■ **TASK TO COMPLETE**: Quote the troubleshooting text word for word, starting at "Confirm the Requirement" and ending at "is an MCP ?".

Start of SOURCE PASSAGE

The LLM says it can't publish the page / can't create Jira issues

The Atlassian/Confluence MCP is not connected in the same client. Connect it, then retry. The RY server only produces the content.

Search or linking tools fail with an auth/token error

RY_PERSONAL_ACCESS_TOKEN or RY_DATA_RESIDENCY is missing or wrong. Check the server config in your client (see our Github page).

A tool complains that several organizations are accessible

Your token spans multiple RY organizations. The LLM will list them (via list_organizations); tell it which organization to use, you can find its ID in the RY admin panel in Confluence or Jira.

A tool complains that several Confluence/Jira instances are connected

Tell the LLM which instance the requirements live on (its base URL comes from list_applications).

An edit operation was skipped with a warning

The exact text snippet it targeted wasn't found on the page (the page may have changed). Re run the analysis so the LLM re-reads the current page content.

The page/tools don't appear in the client at all

The MCP server isn't connected. Verify the client config and restart the client (see Connecting your client).

Nothing gets indexed even though macros were added

Confirm the Requirement Yogi app is installed on the Confluence instance, and that macros landed in a valid context (table first column, paragraph, or heading).

Frequently Asked Questions

What is an MCP ?

The RY AI Assistant is an MCP server: a small program that adds new abilities to an MCP-compatible chat client (Claude, ChatGPT, Copilot, etc.). Once connected, you simply talk to your LLM in plain language and it calls the server's tools for you behind the scenes.

Its job is to give your LLM a set of Requirement Yogi (RY) capabilities, what you build with them is open-ended. The examples in this guide are just starting points to spark ideas, the real value is that you can chain these capabilities into whatever workflow fits your work.

End of SOURCE PASSAGE
Start of DATASET CONTENT

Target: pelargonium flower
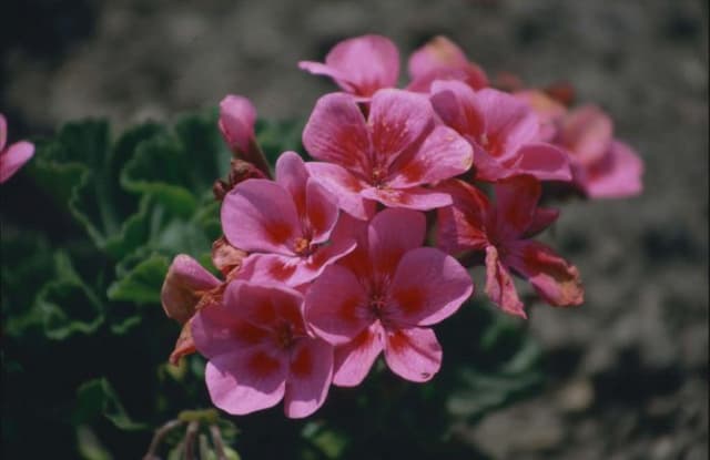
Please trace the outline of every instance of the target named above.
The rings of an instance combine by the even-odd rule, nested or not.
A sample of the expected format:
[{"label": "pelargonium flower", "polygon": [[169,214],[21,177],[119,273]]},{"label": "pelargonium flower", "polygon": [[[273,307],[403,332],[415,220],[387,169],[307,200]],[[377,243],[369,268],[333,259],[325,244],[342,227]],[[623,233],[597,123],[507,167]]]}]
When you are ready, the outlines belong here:
[{"label": "pelargonium flower", "polygon": [[325,63],[301,61],[298,67],[331,76],[343,91],[368,99],[377,90],[397,84],[399,52],[388,38],[369,34],[337,43],[325,57]]},{"label": "pelargonium flower", "polygon": [[268,177],[268,164],[256,143],[255,123],[256,109],[248,99],[229,94],[220,102],[219,125],[224,142],[237,159],[252,163]]},{"label": "pelargonium flower", "polygon": [[611,119],[585,105],[561,117],[555,142],[570,153],[574,183],[590,198],[641,193],[643,163],[627,144],[613,139]]},{"label": "pelargonium flower", "polygon": [[436,80],[458,80],[474,90],[488,86],[483,69],[446,37],[435,37],[409,58],[409,91],[429,92]]},{"label": "pelargonium flower", "polygon": [[222,290],[222,282],[204,269],[197,260],[184,254],[175,256],[160,292],[165,315],[182,325],[170,355],[170,362],[175,365],[180,358],[195,351],[192,318],[199,309],[219,304]]},{"label": "pelargonium flower", "polygon": [[197,311],[192,336],[216,407],[245,415],[284,399],[286,416],[301,418],[323,405],[333,347],[308,334],[302,308],[297,290],[235,280],[220,305]]},{"label": "pelargonium flower", "polygon": [[557,218],[556,212],[537,207],[541,193],[537,180],[517,176],[497,183],[495,205],[478,188],[458,180],[440,188],[452,195],[454,205],[438,211],[438,246],[449,254],[485,252],[486,294],[504,311],[526,317],[511,270],[550,305],[584,301],[577,267],[529,239]]},{"label": "pelargonium flower", "polygon": [[468,273],[452,256],[420,247],[422,213],[385,209],[353,228],[361,232],[357,249],[323,272],[305,300],[315,334],[337,346],[333,382],[358,385],[383,350],[398,376],[429,380],[442,365],[429,326],[470,296]]},{"label": "pelargonium flower", "polygon": [[432,104],[444,123],[473,145],[477,180],[496,182],[520,174],[541,181],[571,180],[568,155],[540,142],[540,120],[514,95],[436,81]]},{"label": "pelargonium flower", "polygon": [[450,197],[424,185],[462,174],[471,165],[470,145],[454,130],[437,125],[428,100],[402,90],[379,90],[367,120],[354,98],[321,98],[303,132],[317,160],[306,165],[345,212],[372,216],[385,206],[433,209]]},{"label": "pelargonium flower", "polygon": [[222,202],[224,236],[250,253],[239,277],[288,286],[312,280],[353,251],[353,239],[326,244],[337,217],[337,205],[294,152],[276,162],[276,182],[246,180]]},{"label": "pelargonium flower", "polygon": [[16,142],[6,149],[7,142],[8,122],[0,113],[0,184],[9,180],[34,155],[34,145],[30,142]]}]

End of DATASET CONTENT

■ **SOLUTION TO THIS PROBLEM**:
Confirm the Requirement Yogi app is installed on the Confluence instance, and that macros landed in a valid context (table first column, paragraph, or heading).

Frequently Asked Questions

What is an MCP ?